-- Start SUPPLIED RECORDS --

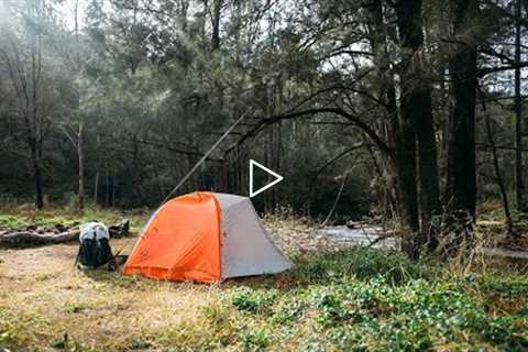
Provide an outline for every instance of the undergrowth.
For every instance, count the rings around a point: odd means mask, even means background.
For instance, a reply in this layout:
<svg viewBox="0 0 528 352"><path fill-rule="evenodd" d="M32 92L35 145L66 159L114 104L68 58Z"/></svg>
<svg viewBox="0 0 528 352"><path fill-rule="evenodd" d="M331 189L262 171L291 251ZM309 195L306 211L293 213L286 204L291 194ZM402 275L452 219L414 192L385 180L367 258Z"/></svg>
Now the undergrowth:
<svg viewBox="0 0 528 352"><path fill-rule="evenodd" d="M399 253L367 249L307 253L294 262L296 268L289 273L221 284L218 297L200 308L196 319L135 332L102 350L528 349L526 276L513 272L462 276L432 261L413 263ZM105 278L134 280L120 275ZM130 289L141 289L133 283ZM61 309L82 314L86 307L67 301ZM0 345L8 348L31 341L25 328L45 319L13 311L0 308ZM143 319L146 328L148 311ZM64 341L58 334L48 337L47 346L101 350L86 341L82 336Z"/></svg>

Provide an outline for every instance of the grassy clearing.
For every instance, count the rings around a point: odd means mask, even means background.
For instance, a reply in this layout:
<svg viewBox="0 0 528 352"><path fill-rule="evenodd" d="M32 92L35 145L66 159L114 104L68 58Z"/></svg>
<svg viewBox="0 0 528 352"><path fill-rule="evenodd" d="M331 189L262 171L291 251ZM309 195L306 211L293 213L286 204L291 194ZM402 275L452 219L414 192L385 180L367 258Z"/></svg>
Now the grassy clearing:
<svg viewBox="0 0 528 352"><path fill-rule="evenodd" d="M11 351L526 351L528 277L398 253L311 249L267 219L296 268L220 285L80 273L76 245L0 252L0 346ZM283 229L283 230L280 230ZM280 235L283 233L283 235ZM299 235L298 233L302 233ZM280 240L280 237L283 239ZM286 239L284 239L286 237ZM294 250L294 239L309 242ZM112 241L117 250L134 239Z"/></svg>
<svg viewBox="0 0 528 352"><path fill-rule="evenodd" d="M0 206L0 227L11 229L24 229L29 226L51 228L55 224L76 226L88 221L102 221L107 224L114 224L123 218L131 221L132 232L138 232L145 223L151 211L138 209L133 211L106 210L95 206L86 207L85 211L67 208L50 207L36 211L31 205Z"/></svg>

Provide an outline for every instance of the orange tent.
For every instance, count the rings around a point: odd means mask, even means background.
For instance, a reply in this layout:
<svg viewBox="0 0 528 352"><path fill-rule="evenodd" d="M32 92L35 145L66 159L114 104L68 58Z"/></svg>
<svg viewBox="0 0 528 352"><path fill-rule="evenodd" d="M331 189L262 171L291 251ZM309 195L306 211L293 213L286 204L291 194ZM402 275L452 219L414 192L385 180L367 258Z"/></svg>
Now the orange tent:
<svg viewBox="0 0 528 352"><path fill-rule="evenodd" d="M169 200L152 216L124 274L212 283L290 266L249 198L194 193Z"/></svg>

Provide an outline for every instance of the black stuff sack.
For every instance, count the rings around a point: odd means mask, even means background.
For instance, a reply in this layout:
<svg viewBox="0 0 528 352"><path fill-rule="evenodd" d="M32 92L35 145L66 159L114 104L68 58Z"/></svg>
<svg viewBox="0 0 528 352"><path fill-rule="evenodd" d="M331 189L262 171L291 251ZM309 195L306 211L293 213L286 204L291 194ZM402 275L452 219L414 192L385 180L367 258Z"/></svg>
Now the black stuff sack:
<svg viewBox="0 0 528 352"><path fill-rule="evenodd" d="M88 222L80 227L79 252L76 264L80 270L94 270L108 266L113 260L110 235L105 224Z"/></svg>

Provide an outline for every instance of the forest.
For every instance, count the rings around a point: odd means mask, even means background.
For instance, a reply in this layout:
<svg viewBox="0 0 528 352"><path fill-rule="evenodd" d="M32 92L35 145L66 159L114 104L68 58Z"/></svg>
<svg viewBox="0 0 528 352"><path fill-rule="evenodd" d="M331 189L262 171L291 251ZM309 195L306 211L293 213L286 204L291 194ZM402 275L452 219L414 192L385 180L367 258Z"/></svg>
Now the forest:
<svg viewBox="0 0 528 352"><path fill-rule="evenodd" d="M0 248L124 217L125 246L167 197L248 197L254 160L284 176L251 201L295 265L209 289L0 249L0 351L525 351L527 100L528 0L0 0Z"/></svg>

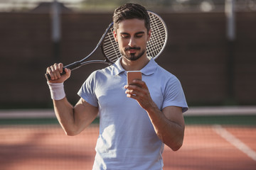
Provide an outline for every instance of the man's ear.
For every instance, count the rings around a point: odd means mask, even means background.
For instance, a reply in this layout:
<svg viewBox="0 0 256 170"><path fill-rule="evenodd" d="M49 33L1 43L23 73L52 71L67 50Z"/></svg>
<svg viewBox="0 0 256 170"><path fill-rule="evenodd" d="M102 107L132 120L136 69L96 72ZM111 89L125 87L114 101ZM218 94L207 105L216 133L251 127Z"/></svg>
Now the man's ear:
<svg viewBox="0 0 256 170"><path fill-rule="evenodd" d="M113 35L114 35L114 40L117 42L117 34L116 31L113 30Z"/></svg>
<svg viewBox="0 0 256 170"><path fill-rule="evenodd" d="M148 37L147 37L147 39L146 39L146 41L149 41L149 40L150 40L150 38L151 38L151 29L150 29L149 30L149 33L148 33Z"/></svg>

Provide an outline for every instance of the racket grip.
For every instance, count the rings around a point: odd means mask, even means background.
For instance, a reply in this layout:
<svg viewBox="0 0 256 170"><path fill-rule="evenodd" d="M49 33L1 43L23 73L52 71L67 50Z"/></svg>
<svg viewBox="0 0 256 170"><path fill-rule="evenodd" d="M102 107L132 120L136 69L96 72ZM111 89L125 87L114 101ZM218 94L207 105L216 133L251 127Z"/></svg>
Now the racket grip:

-- End SUPPLIED RECORDS --

REQUIREMENTS = Render every line of the records above as a Markdown table with the columns Row and Line, skipping blank lines and leaving out the pictures.

THE SOLUTION =
| Row | Line |
|---|---|
| 1 | Provide an outline for every instance of the undergrowth. |
| 2 | For every instance, count the rings around a point: odd means mask, even means background. |
| 3 | For instance, a reply in this layout: |
| 4 | <svg viewBox="0 0 528 352"><path fill-rule="evenodd" d="M32 92L35 145L66 159L114 104L68 58Z"/></svg> |
| 5 | <svg viewBox="0 0 528 352"><path fill-rule="evenodd" d="M331 189L262 171L291 251ZM309 195L306 211L293 213L286 204L291 194ZM402 275L452 219L414 192L385 180L367 258Z"/></svg> |
| 6 | Now the undergrowth: |
| 7 | <svg viewBox="0 0 528 352"><path fill-rule="evenodd" d="M399 253L367 249L307 253L294 262L296 268L289 273L221 284L218 297L200 308L196 319L135 332L102 350L528 349L526 276L513 272L462 276L432 261L413 263ZM105 278L134 280L120 275ZM130 289L141 289L133 283ZM61 309L82 314L86 307L67 301ZM0 345L8 348L31 341L25 328L45 319L13 311L0 308ZM143 319L146 328L148 311ZM64 341L58 334L48 337L47 346L101 350L86 341L82 336Z"/></svg> |
| 8 | Provide an outline for every instance of the grassy clearing. |
| 9 | For every instance, count the rings around a point: odd means mask, even means background. |
| 10 | For instance, a reply in this layout: |
| 11 | <svg viewBox="0 0 528 352"><path fill-rule="evenodd" d="M32 92L35 145L66 159L114 104L68 58Z"/></svg> |
| 12 | <svg viewBox="0 0 528 352"><path fill-rule="evenodd" d="M331 189L262 171L291 251ZM309 195L306 211L293 213L286 204L291 194ZM402 275L452 219L414 192L385 180L367 258Z"/></svg> |
| 13 | Now the grassy clearing: |
| 14 | <svg viewBox="0 0 528 352"><path fill-rule="evenodd" d="M11 351L526 351L528 277L398 253L311 249L267 219L296 268L220 285L80 273L76 245L0 252L0 346ZM283 229L283 230L280 230ZM280 235L283 233L283 235ZM299 235L298 233L302 233ZM280 240L280 237L283 239ZM286 239L284 239L286 237ZM294 250L294 239L309 242ZM112 241L117 250L134 239Z"/></svg> |
| 15 | <svg viewBox="0 0 528 352"><path fill-rule="evenodd" d="M0 206L0 227L11 229L24 229L29 226L51 228L55 224L76 226L88 221L102 221L107 224L114 224L123 218L131 221L132 232L138 232L145 223L151 211L138 209L133 211L106 210L95 206L86 207L85 211L67 208L50 207L36 211L31 205Z"/></svg> |
| 16 | Provide an outline for every instance of the orange tent. |
| 17 | For every instance, count the rings around a point: odd means mask, even means background. |
| 18 | For instance, a reply in this layout: |
| 19 | <svg viewBox="0 0 528 352"><path fill-rule="evenodd" d="M32 92L35 145L66 159L114 104L68 58Z"/></svg> |
| 20 | <svg viewBox="0 0 528 352"><path fill-rule="evenodd" d="M331 189L262 171L291 251ZM309 195L306 211L293 213L286 204L291 194ZM402 275L452 219L414 192L385 180L367 258Z"/></svg> |
| 21 | Now the orange tent: |
| 22 | <svg viewBox="0 0 528 352"><path fill-rule="evenodd" d="M169 200L152 216L124 274L212 283L290 266L249 198L194 193Z"/></svg> |
| 23 | Provide an outline for every instance of the black stuff sack. |
| 24 | For every instance, count the rings around a point: odd means mask, even means background. |
| 25 | For instance, a reply in this layout: |
| 26 | <svg viewBox="0 0 528 352"><path fill-rule="evenodd" d="M32 92L35 145L66 159L114 104L68 58Z"/></svg> |
| 27 | <svg viewBox="0 0 528 352"><path fill-rule="evenodd" d="M331 189L262 171L291 251ZM309 195L306 211L293 213L286 204L291 194ZM402 275L452 219L414 192L385 180L367 258Z"/></svg> |
| 28 | Now the black stuff sack: |
| 29 | <svg viewBox="0 0 528 352"><path fill-rule="evenodd" d="M88 222L80 227L79 252L76 264L80 270L94 270L108 266L113 260L110 235L105 224Z"/></svg> |
| 30 | Provide an outline for every instance of the forest. |
| 31 | For every instance, count the rings around a point: odd means mask, even means background. |
| 32 | For instance, a reply in this layout: |
| 33 | <svg viewBox="0 0 528 352"><path fill-rule="evenodd" d="M32 92L35 145L66 159L114 104L68 58Z"/></svg> |
| 34 | <svg viewBox="0 0 528 352"><path fill-rule="evenodd" d="M331 189L262 171L291 251ZM309 195L306 211L293 213L286 204L291 194ZM402 275L452 219L414 192L385 180L367 258Z"/></svg> |
| 35 | Now the forest: |
| 36 | <svg viewBox="0 0 528 352"><path fill-rule="evenodd" d="M0 248L124 217L125 246L167 197L248 197L254 160L284 176L251 201L295 265L209 289L0 249L0 351L525 351L527 100L528 0L0 0Z"/></svg> |
| 37 | Provide an outline for every instance of the man's ear. |
| 38 | For every instance, count the rings around a point: odd means mask, even means background. |
| 39 | For instance, a reply in this layout: |
| 40 | <svg viewBox="0 0 256 170"><path fill-rule="evenodd" d="M49 33L1 43L23 73L52 71L67 50Z"/></svg> |
| 41 | <svg viewBox="0 0 256 170"><path fill-rule="evenodd" d="M102 107L132 120L136 69L96 72ZM111 89L125 87L114 101ZM218 94L207 105L216 133L251 127Z"/></svg> |
| 42 | Now the man's ear: |
| 43 | <svg viewBox="0 0 256 170"><path fill-rule="evenodd" d="M113 35L114 35L114 40L117 42L117 34L116 31L113 30Z"/></svg> |
| 44 | <svg viewBox="0 0 256 170"><path fill-rule="evenodd" d="M148 37L147 37L147 39L146 39L146 41L149 41L149 40L150 40L150 38L151 38L151 29L150 29L149 30L149 33L148 33Z"/></svg> |
| 45 | Provide an outline for every instance of the racket grip. |
| 46 | For every instance, count the rings around a point: odd means mask, even means background. |
| 47 | For instance, a reply in this layout: |
| 48 | <svg viewBox="0 0 256 170"><path fill-rule="evenodd" d="M49 33L1 43L23 73L52 71L67 50Z"/></svg> |
| 49 | <svg viewBox="0 0 256 170"><path fill-rule="evenodd" d="M102 107L132 120L136 69L96 72ZM111 89L125 87L114 101ZM218 94L207 105L216 133L251 127Z"/></svg> |
| 50 | Now the racket grip: |